Work request – Please transcribe, word for word, only the lines from the one containing "Please find every bush beside" through the last line of the records below, both included, and leave out every picture.

Material for this exercise below:

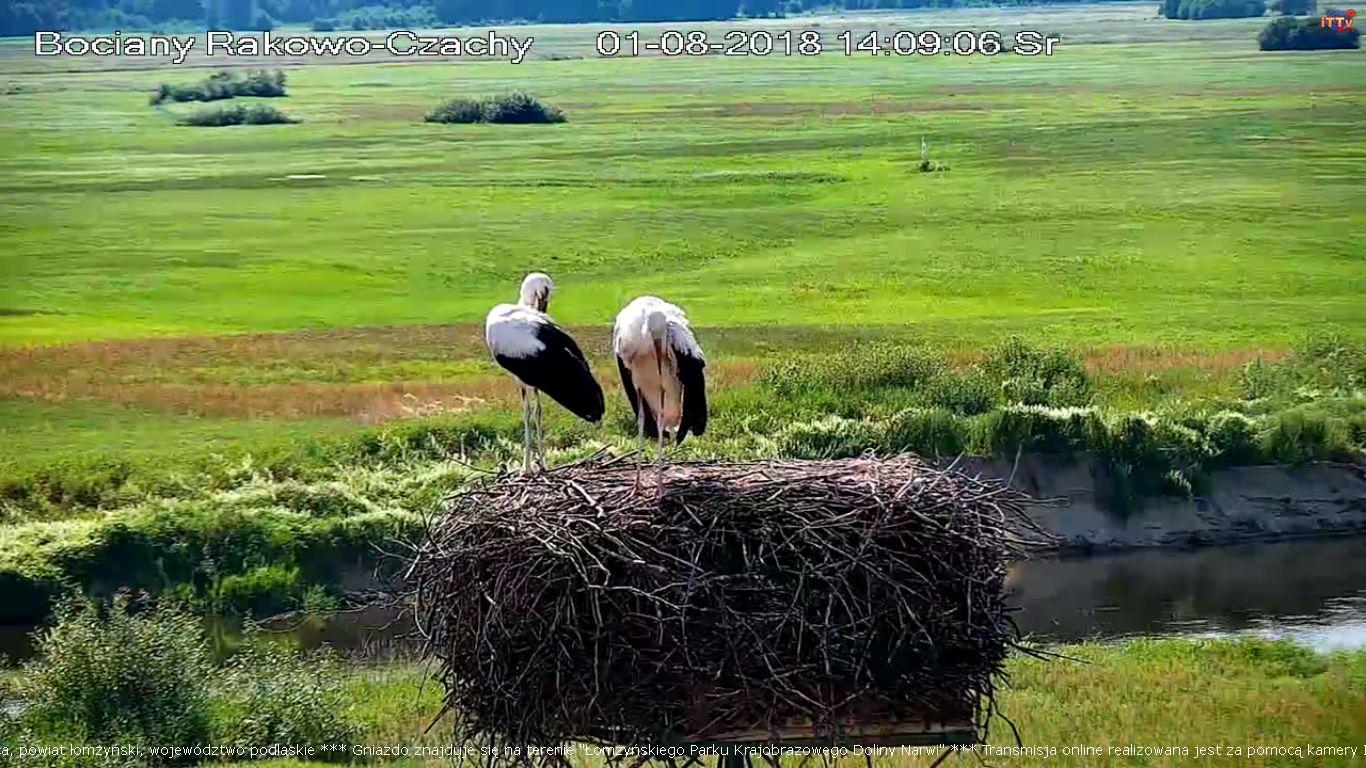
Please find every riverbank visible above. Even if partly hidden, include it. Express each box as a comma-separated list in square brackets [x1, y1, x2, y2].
[964, 456, 1366, 551]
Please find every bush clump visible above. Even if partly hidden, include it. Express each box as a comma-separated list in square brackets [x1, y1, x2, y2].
[1160, 0, 1265, 18]
[150, 69, 287, 105]
[216, 628, 358, 754]
[1266, 0, 1314, 13]
[177, 104, 297, 127]
[1259, 15, 1362, 48]
[9, 597, 358, 763]
[18, 597, 214, 756]
[425, 93, 566, 125]
[982, 336, 1092, 407]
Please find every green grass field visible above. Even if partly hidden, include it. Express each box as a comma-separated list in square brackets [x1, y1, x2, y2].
[3, 3, 1364, 475]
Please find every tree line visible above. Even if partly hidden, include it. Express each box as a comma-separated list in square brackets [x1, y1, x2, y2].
[3, 0, 1124, 37]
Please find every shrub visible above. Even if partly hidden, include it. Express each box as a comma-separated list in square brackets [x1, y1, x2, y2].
[1259, 15, 1362, 48]
[972, 405, 1106, 455]
[982, 336, 1092, 407]
[426, 97, 487, 124]
[1266, 0, 1314, 13]
[311, 17, 336, 30]
[150, 69, 287, 105]
[212, 565, 304, 617]
[483, 92, 567, 124]
[1160, 0, 1265, 18]
[177, 104, 297, 127]
[1240, 334, 1365, 401]
[1258, 408, 1348, 463]
[425, 93, 567, 125]
[881, 408, 969, 457]
[336, 3, 439, 29]
[760, 344, 945, 399]
[1206, 411, 1261, 465]
[18, 597, 214, 755]
[215, 628, 358, 755]
[916, 367, 996, 415]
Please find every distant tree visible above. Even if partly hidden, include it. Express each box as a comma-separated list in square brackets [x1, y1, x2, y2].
[215, 0, 256, 28]
[1160, 0, 1263, 18]
[152, 0, 203, 19]
[1259, 14, 1361, 47]
[1266, 0, 1313, 13]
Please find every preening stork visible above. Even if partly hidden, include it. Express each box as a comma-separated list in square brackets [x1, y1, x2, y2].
[613, 296, 708, 492]
[485, 273, 605, 472]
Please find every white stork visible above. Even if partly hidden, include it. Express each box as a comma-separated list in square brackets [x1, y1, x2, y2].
[613, 296, 708, 492]
[485, 272, 604, 472]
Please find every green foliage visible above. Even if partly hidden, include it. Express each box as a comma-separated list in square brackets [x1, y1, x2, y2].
[18, 597, 214, 759]
[150, 70, 287, 105]
[1266, 0, 1314, 14]
[982, 337, 1092, 408]
[1160, 0, 1265, 18]
[1259, 14, 1362, 48]
[177, 104, 297, 127]
[426, 93, 567, 125]
[1206, 411, 1261, 465]
[916, 367, 997, 415]
[0, 499, 421, 622]
[215, 628, 358, 756]
[772, 415, 878, 459]
[760, 343, 945, 399]
[335, 3, 438, 29]
[211, 565, 305, 617]
[7, 597, 359, 763]
[1258, 407, 1349, 464]
[880, 408, 969, 457]
[972, 405, 1107, 455]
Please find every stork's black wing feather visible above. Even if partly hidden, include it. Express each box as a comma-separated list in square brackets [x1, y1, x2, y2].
[495, 323, 604, 423]
[617, 356, 659, 439]
[675, 350, 707, 444]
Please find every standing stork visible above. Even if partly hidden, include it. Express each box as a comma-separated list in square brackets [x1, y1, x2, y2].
[485, 272, 604, 472]
[613, 296, 708, 493]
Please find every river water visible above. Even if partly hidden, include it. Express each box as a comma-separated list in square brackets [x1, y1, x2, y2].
[3, 536, 1364, 663]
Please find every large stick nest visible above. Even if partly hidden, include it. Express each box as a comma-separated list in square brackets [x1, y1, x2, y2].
[408, 454, 1041, 761]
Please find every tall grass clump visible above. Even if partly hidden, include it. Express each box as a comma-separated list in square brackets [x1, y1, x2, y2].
[150, 69, 286, 105]
[177, 104, 297, 127]
[761, 343, 944, 400]
[17, 597, 214, 757]
[9, 597, 360, 762]
[1241, 333, 1364, 403]
[425, 93, 566, 125]
[216, 627, 358, 755]
[982, 336, 1092, 407]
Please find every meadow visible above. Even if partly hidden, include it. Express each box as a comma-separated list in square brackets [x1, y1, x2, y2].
[3, 2, 1364, 471]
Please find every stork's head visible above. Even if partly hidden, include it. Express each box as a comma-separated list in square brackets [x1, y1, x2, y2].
[645, 310, 668, 363]
[519, 272, 553, 312]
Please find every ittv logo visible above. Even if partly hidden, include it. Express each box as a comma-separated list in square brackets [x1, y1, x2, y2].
[1320, 7, 1357, 28]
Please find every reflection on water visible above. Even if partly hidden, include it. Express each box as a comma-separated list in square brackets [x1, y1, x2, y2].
[3, 537, 1365, 663]
[1007, 536, 1366, 651]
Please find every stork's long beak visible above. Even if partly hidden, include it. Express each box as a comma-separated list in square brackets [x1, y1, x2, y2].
[536, 291, 549, 312]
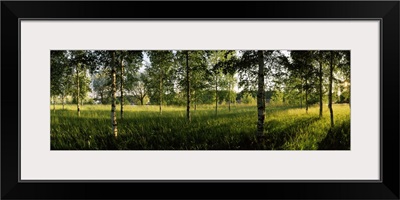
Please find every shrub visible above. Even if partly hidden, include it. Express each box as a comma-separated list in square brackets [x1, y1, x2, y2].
[241, 93, 256, 104]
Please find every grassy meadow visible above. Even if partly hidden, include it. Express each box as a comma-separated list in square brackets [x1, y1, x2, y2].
[50, 104, 350, 150]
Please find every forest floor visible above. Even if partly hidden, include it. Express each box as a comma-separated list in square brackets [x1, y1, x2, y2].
[50, 104, 350, 150]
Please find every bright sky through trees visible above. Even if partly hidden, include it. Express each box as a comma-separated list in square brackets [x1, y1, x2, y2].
[137, 50, 289, 93]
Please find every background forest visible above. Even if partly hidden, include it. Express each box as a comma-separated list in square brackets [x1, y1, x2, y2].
[50, 50, 350, 150]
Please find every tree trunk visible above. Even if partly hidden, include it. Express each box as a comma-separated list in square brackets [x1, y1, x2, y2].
[300, 83, 303, 109]
[215, 74, 218, 116]
[100, 92, 103, 104]
[52, 96, 56, 112]
[186, 51, 191, 122]
[62, 93, 65, 110]
[194, 90, 197, 111]
[349, 83, 351, 108]
[300, 96, 302, 108]
[329, 51, 334, 128]
[76, 65, 80, 116]
[319, 61, 323, 118]
[120, 59, 124, 120]
[140, 96, 144, 105]
[257, 50, 266, 137]
[305, 78, 308, 114]
[111, 51, 118, 138]
[228, 82, 231, 112]
[160, 70, 163, 114]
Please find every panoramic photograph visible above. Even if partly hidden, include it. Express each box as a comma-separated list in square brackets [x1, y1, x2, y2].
[50, 50, 350, 150]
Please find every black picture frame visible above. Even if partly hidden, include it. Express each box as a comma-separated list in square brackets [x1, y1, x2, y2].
[2, 1, 399, 199]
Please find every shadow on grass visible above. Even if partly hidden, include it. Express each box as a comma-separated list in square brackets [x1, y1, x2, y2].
[51, 114, 323, 150]
[263, 116, 321, 149]
[317, 121, 350, 150]
[51, 116, 271, 150]
[51, 107, 348, 150]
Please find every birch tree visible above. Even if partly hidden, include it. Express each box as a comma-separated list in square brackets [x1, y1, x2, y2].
[256, 50, 266, 137]
[111, 51, 118, 138]
[68, 50, 95, 116]
[116, 51, 142, 119]
[51, 50, 70, 111]
[147, 51, 174, 114]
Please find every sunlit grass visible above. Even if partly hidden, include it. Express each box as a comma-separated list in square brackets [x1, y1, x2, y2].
[50, 103, 350, 150]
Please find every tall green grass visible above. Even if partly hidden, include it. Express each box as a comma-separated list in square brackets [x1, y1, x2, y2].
[50, 104, 350, 150]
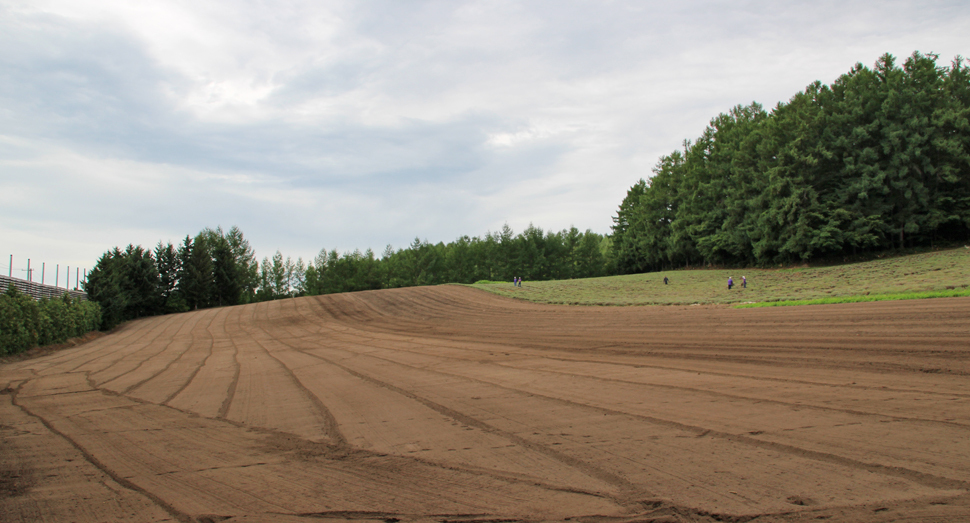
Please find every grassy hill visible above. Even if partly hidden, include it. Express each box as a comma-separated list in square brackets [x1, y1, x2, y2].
[471, 247, 970, 306]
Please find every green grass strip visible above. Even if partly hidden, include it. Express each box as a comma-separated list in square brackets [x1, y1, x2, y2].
[735, 288, 970, 308]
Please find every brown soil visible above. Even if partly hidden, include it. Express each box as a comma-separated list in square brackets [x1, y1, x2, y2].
[0, 331, 108, 364]
[1, 286, 968, 523]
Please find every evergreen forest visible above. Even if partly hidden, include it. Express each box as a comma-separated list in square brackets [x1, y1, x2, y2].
[611, 52, 970, 273]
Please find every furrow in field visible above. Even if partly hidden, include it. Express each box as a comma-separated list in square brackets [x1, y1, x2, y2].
[127, 307, 226, 404]
[269, 295, 963, 514]
[30, 313, 184, 378]
[314, 329, 970, 488]
[268, 299, 621, 496]
[0, 390, 175, 523]
[222, 300, 336, 443]
[165, 305, 246, 418]
[98, 307, 216, 394]
[293, 294, 970, 423]
[12, 372, 629, 521]
[81, 313, 193, 382]
[300, 340, 958, 516]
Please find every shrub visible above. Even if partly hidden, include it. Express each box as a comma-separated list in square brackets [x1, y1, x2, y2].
[0, 285, 102, 356]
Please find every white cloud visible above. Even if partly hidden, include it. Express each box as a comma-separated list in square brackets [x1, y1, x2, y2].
[2, 0, 969, 269]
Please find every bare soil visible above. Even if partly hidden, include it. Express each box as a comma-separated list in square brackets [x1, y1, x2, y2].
[2, 286, 969, 523]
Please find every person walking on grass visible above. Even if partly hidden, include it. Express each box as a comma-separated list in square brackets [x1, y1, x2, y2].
[742, 275, 746, 288]
[663, 276, 668, 285]
[728, 276, 733, 290]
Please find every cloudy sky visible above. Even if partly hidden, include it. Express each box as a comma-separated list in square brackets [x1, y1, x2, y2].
[2, 0, 968, 282]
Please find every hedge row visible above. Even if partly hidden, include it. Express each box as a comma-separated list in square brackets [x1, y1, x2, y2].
[0, 285, 102, 356]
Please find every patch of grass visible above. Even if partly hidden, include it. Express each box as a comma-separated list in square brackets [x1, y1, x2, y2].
[735, 288, 970, 308]
[469, 247, 970, 306]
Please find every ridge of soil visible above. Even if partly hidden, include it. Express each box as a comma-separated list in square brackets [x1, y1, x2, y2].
[2, 286, 968, 522]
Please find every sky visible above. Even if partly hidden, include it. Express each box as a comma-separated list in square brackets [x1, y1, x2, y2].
[2, 0, 969, 283]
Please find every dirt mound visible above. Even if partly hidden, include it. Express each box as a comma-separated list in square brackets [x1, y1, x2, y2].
[2, 286, 969, 522]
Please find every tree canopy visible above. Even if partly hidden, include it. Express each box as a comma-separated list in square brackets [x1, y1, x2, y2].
[611, 52, 970, 272]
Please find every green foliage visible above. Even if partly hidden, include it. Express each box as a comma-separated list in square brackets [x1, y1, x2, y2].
[612, 52, 970, 272]
[0, 285, 40, 354]
[300, 225, 611, 297]
[85, 245, 160, 329]
[735, 288, 970, 308]
[86, 225, 259, 326]
[155, 241, 183, 313]
[0, 285, 101, 355]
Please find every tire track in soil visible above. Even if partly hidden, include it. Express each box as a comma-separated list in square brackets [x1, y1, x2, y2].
[338, 343, 970, 491]
[483, 360, 970, 428]
[125, 306, 224, 400]
[76, 313, 190, 380]
[333, 338, 970, 429]
[273, 299, 628, 490]
[289, 296, 970, 434]
[317, 289, 970, 376]
[103, 307, 216, 395]
[296, 290, 970, 420]
[160, 306, 232, 406]
[307, 311, 970, 400]
[7, 381, 194, 523]
[280, 298, 644, 497]
[217, 304, 248, 420]
[531, 354, 970, 398]
[270, 307, 932, 514]
[288, 342, 642, 498]
[239, 299, 347, 447]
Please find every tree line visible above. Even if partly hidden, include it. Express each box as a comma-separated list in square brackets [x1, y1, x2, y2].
[85, 226, 259, 329]
[611, 51, 970, 273]
[84, 224, 609, 329]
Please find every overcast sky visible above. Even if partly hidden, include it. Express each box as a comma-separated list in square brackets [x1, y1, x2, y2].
[2, 0, 968, 282]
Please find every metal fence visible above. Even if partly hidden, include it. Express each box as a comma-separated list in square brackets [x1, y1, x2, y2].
[0, 274, 87, 301]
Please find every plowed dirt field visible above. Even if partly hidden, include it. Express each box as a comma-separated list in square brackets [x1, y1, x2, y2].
[2, 286, 970, 523]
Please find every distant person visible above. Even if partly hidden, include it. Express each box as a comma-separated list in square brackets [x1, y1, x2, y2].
[517, 277, 522, 287]
[727, 276, 733, 290]
[663, 276, 668, 285]
[513, 276, 517, 286]
[742, 275, 746, 288]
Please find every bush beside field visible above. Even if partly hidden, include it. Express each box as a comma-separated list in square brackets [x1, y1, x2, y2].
[0, 285, 102, 355]
[471, 247, 970, 307]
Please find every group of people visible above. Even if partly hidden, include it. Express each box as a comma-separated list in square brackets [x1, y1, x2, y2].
[512, 276, 522, 287]
[727, 276, 746, 289]
[660, 275, 747, 289]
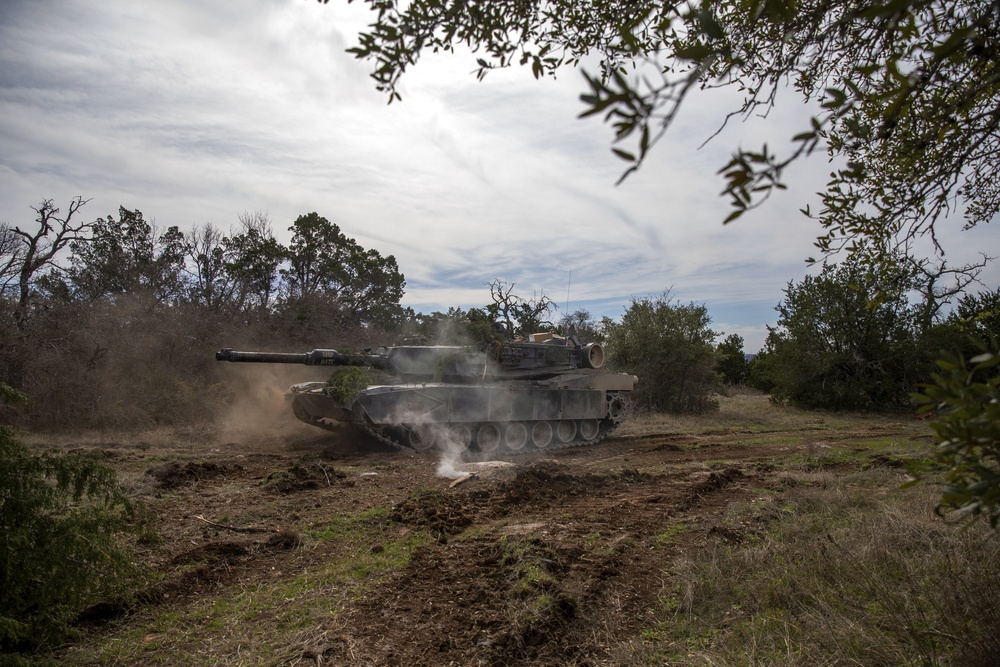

End of Material for this exercise.

Solution to this task –
Please find every bush beside field visible above. Even if partly hidden, include it. Express each box as a comma-separated list in square brackets [x1, y1, x2, y2].
[0, 285, 102, 355]
[471, 247, 970, 307]
Please find every group of people visible above. Even if partly hidden, include it. Express each box as a comma-separated list in square brackets [x1, y1, x2, y2].
[512, 276, 522, 287]
[727, 276, 746, 289]
[660, 275, 747, 289]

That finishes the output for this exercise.